** SELECTED TEXT **
☆ ☆ ☆ ☆ ☆ ☆ ☆

‘History Alive, Virtually’ Project Provides Online Education Materials for Arkansas’s K-12 Teachers
Ever since COVID-19 started, schools across the country have pivoted back and forth between in-person and virtual learning, leaving educators with a need to find reliable online teaching resources for their students.
The UA Little Rock Center for Arkansas History and Culture (CAHC) came up with a solution for this problem by launching the “History Alive, Virtually!” project, a curated set of collections created especially for use by K-12 teachers in Arkansas and their students. Since the project’s launch on July 1, 2021, the website has been visited more than 3,000 times.
“K-12 teachers have had to adapt quickly to technology that allows them to teach students remotely in the time of COVID-19,” said Dr. Deborah Baldwin, associate provost and CAHC director. “This project illustrates how research materials can be made accessible in a manner that allows scholars, students, and community members to explore an array of research questions and to illustrate how archives can be used to really enliven a classroom. It’s been a good experience for us, and I think a really helpful product for teachers.”

☆ ☆ ☆ ☆ ☆ ☆ ☆

** SUPPLIED INFORMATION **
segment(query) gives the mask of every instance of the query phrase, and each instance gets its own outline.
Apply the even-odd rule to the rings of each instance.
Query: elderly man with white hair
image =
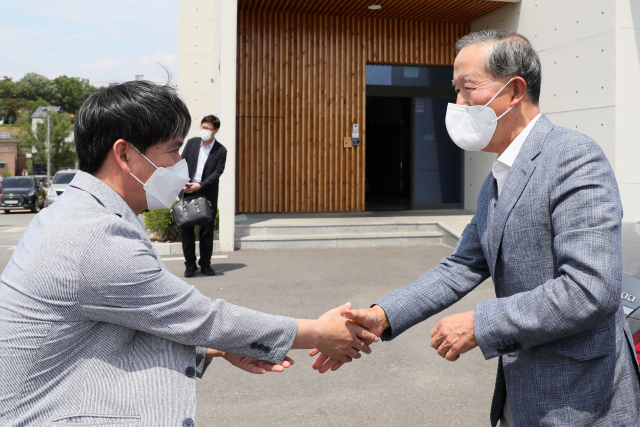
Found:
[[[391,340],[491,277],[496,299],[445,317],[431,334],[447,360],[475,347],[499,357],[491,425],[638,426],[613,170],[593,140],[540,114],[540,59],[525,37],[486,30],[456,48],[449,135],[498,154],[478,210],[451,256],[346,316]],[[339,366],[315,362],[321,372]]]

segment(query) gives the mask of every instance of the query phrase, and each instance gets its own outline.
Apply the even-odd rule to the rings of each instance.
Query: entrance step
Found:
[[[351,222],[334,224],[236,224],[236,237],[247,236],[302,236],[316,234],[361,234],[361,233],[416,233],[439,231],[438,224],[433,222]]]
[[[282,230],[281,230],[282,231]],[[258,234],[236,239],[236,249],[345,248],[370,246],[435,245],[442,243],[438,231],[392,231],[362,233]]]

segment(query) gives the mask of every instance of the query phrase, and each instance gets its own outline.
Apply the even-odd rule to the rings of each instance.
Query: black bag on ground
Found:
[[[180,199],[171,208],[171,218],[178,228],[213,221],[211,202],[206,197]]]

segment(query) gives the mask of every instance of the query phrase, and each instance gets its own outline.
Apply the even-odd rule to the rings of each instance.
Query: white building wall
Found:
[[[600,144],[618,178],[625,220],[640,217],[640,1],[522,0],[471,25],[471,31],[487,28],[531,41],[542,61],[540,109]],[[465,153],[471,210],[495,158],[478,154]]]
[[[237,0],[180,0],[178,89],[191,113],[187,138],[199,136],[200,121],[220,119],[216,135],[227,149],[220,177],[220,250],[235,238]]]

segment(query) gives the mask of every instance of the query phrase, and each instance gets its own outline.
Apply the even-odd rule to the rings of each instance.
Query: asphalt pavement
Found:
[[[0,269],[34,214],[0,213]],[[237,251],[216,254],[218,273],[186,281],[211,298],[255,310],[316,318],[347,301],[368,307],[435,266],[444,245],[383,248]],[[176,256],[167,268],[182,277]],[[429,346],[444,316],[495,298],[490,281],[392,342],[336,372],[318,374],[303,350],[284,373],[252,375],[214,359],[198,380],[197,426],[486,426],[497,360],[478,349],[448,362]]]

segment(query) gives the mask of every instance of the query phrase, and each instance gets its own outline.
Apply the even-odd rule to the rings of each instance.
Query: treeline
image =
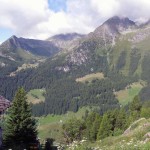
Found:
[[[91,58],[94,61],[77,66],[64,62],[65,55],[62,55],[47,60],[38,68],[22,70],[14,77],[0,77],[0,95],[12,100],[18,87],[24,87],[27,92],[46,88],[45,102],[32,106],[35,116],[62,114],[69,110],[76,112],[79,107],[86,105],[99,106],[101,114],[108,109],[118,108],[119,103],[113,92],[125,88],[137,78],[125,77],[115,70],[110,71],[105,56],[91,54]],[[66,65],[71,69],[68,72],[57,69]],[[93,72],[103,72],[105,79],[85,84],[75,81],[77,77]]]
[[[33,105],[35,116],[76,112],[86,105],[99,106],[101,114],[119,107],[109,79],[93,80],[85,84],[71,79],[59,80],[47,89],[45,98],[45,103]]]
[[[103,116],[97,112],[86,113],[82,120],[70,119],[63,124],[66,142],[84,138],[96,141],[108,136],[122,134],[129,125],[140,117],[150,117],[150,102],[141,103],[136,96],[128,109],[120,108],[106,112]]]

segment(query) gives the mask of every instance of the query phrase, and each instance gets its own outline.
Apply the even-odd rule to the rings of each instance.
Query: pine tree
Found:
[[[93,122],[92,130],[91,130],[91,140],[96,140],[98,130],[101,124],[102,117],[99,114],[96,114],[95,120]]]
[[[140,98],[139,96],[135,96],[129,106],[129,111],[130,111],[130,116],[128,121],[129,124],[140,117],[141,108],[142,108],[142,104],[140,102]]]
[[[97,134],[97,139],[103,139],[107,136],[112,135],[112,131],[111,131],[112,125],[111,122],[109,120],[108,114],[104,114],[98,134]]]
[[[31,108],[27,103],[26,92],[19,88],[8,111],[4,128],[4,144],[11,148],[28,147],[36,141],[36,120],[32,117]]]

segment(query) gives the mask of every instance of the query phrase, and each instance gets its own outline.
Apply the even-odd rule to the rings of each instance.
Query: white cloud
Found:
[[[0,28],[45,39],[58,33],[88,33],[114,15],[150,18],[150,0],[67,0],[66,5],[66,11],[54,12],[48,0],[0,0]]]

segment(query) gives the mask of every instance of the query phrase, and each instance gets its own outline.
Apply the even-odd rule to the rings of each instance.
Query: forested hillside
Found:
[[[9,65],[3,65],[0,94],[11,100],[20,86],[27,92],[45,88],[45,101],[33,104],[33,113],[36,116],[62,114],[68,110],[77,111],[86,105],[99,106],[100,113],[103,114],[108,109],[120,107],[115,96],[116,91],[123,90],[131,83],[142,79],[146,84],[139,94],[142,101],[149,100],[149,24],[141,27],[128,18],[115,16],[86,36],[72,34],[73,38],[69,39],[70,47],[66,44],[59,52],[57,46],[62,40],[63,44],[65,41],[68,42],[68,39],[61,39],[66,36],[50,38],[53,39],[53,43],[49,44],[55,44],[54,47],[51,45],[55,55],[39,62],[36,68],[23,69],[10,76],[11,71],[17,70],[18,62],[9,59],[14,64],[8,61]],[[13,42],[14,38],[16,37],[13,37]],[[8,47],[10,50],[11,40],[7,41],[9,44],[6,44],[6,47],[3,46],[5,43],[1,45],[1,51],[7,52]],[[49,52],[47,44],[45,49],[42,49],[41,45],[37,48],[37,43],[40,44],[41,41],[33,42],[22,38],[15,41],[15,46],[19,45],[22,48],[25,46],[24,42],[27,43],[27,48],[33,46],[29,50],[36,54],[44,50]],[[6,61],[4,56],[2,59]],[[102,73],[104,78],[87,80],[84,83],[77,82],[77,78],[92,73]]]

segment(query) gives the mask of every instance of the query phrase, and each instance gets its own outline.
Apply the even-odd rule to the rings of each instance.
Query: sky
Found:
[[[113,16],[150,18],[150,0],[0,0],[0,43],[12,35],[47,39],[87,34]]]

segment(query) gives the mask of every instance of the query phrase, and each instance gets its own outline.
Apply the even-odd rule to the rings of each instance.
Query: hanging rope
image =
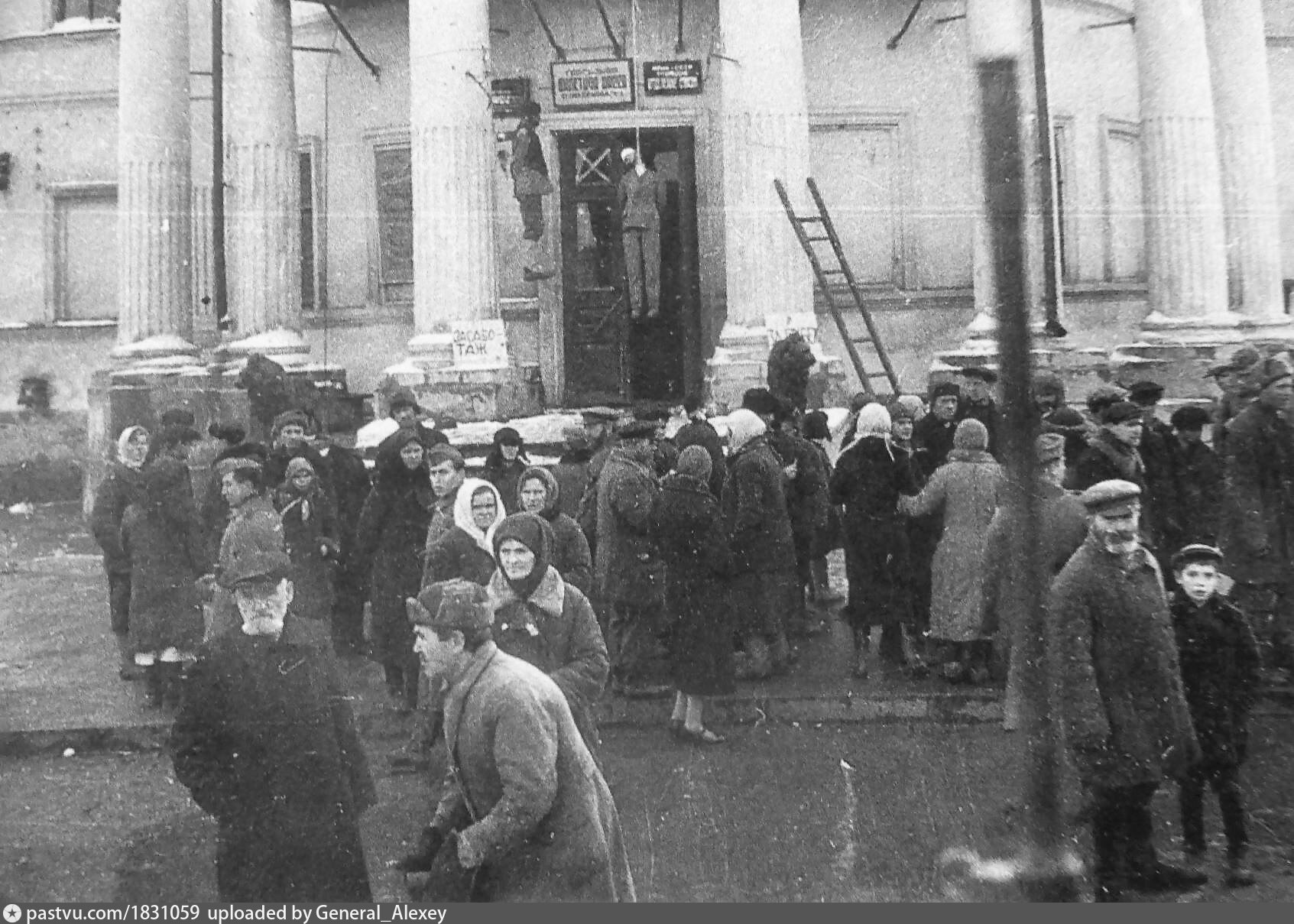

☆ ☆ ☆ ☆ ☆ ☆ ☆

** TASKS TO COMPLETE **
(1) According to the article on the "History Alive, Virtually!" project, on what date did the project launch?
(2) Continue the article on the "History Alive, Virtually!" project, starting after its final paragraph.

** ANSWER LIST **
(1) July 1, 2021.

(2)
The Center for Arkansas History and Culture has curated digitized primary sources and arranged them into 10 themed virtual collections, which contain educational exercises that can be used in face-to-face, virtual, or hybrid classrooms. Every exercise highlights a historical issue that is investigated through the analysis of a primary source or a small set of primary sources. The exercises are complete activities aligned with Arkansas Social Studies Standards and include short introductory sections, links to additional resources, and a set of downloadable handouts for use in the classroom.
Additionally, a comprehensive list of CAHC’s digitized primary sources has been compiled and made searchable for easy reference. The project also included a workshop for educators, a contribution of additional digitized items to the public catalog, and a series of curriculum guides designed to meet state social studies frameworks.
Baldwin served as the project’s principal investigator, while Laura McClellan, CAHC assistant director, served as the project manager. Additional staff who worked on the project include Dr. Marta Cieslak, a humanities scholar who curated sources and created educational activities; Elise Tanner, director of digital projects and initiatives at CAHC who designed and developed the project’s website; and Cody Besett, student success archivist, who oversaw the creation of a comprehensive list of digitized primary sources and supervised a team of student researchers.
The student researchers who contributed toward the project include graduate assistants Lauren Fontaine, A.J. Box, Brittany Fugate, and Harrison Mitchell, as well as Scott Bradshaw, an undergraduate intern.
Arkansas teachers were also involved in the creation of “History Alive, Virtually!” CAHC staff worked with a teacher advisory group that was involved in every step of the project – from reviewing the grant application to helping choose themes and documents for the project’s collections to testing out educational materials.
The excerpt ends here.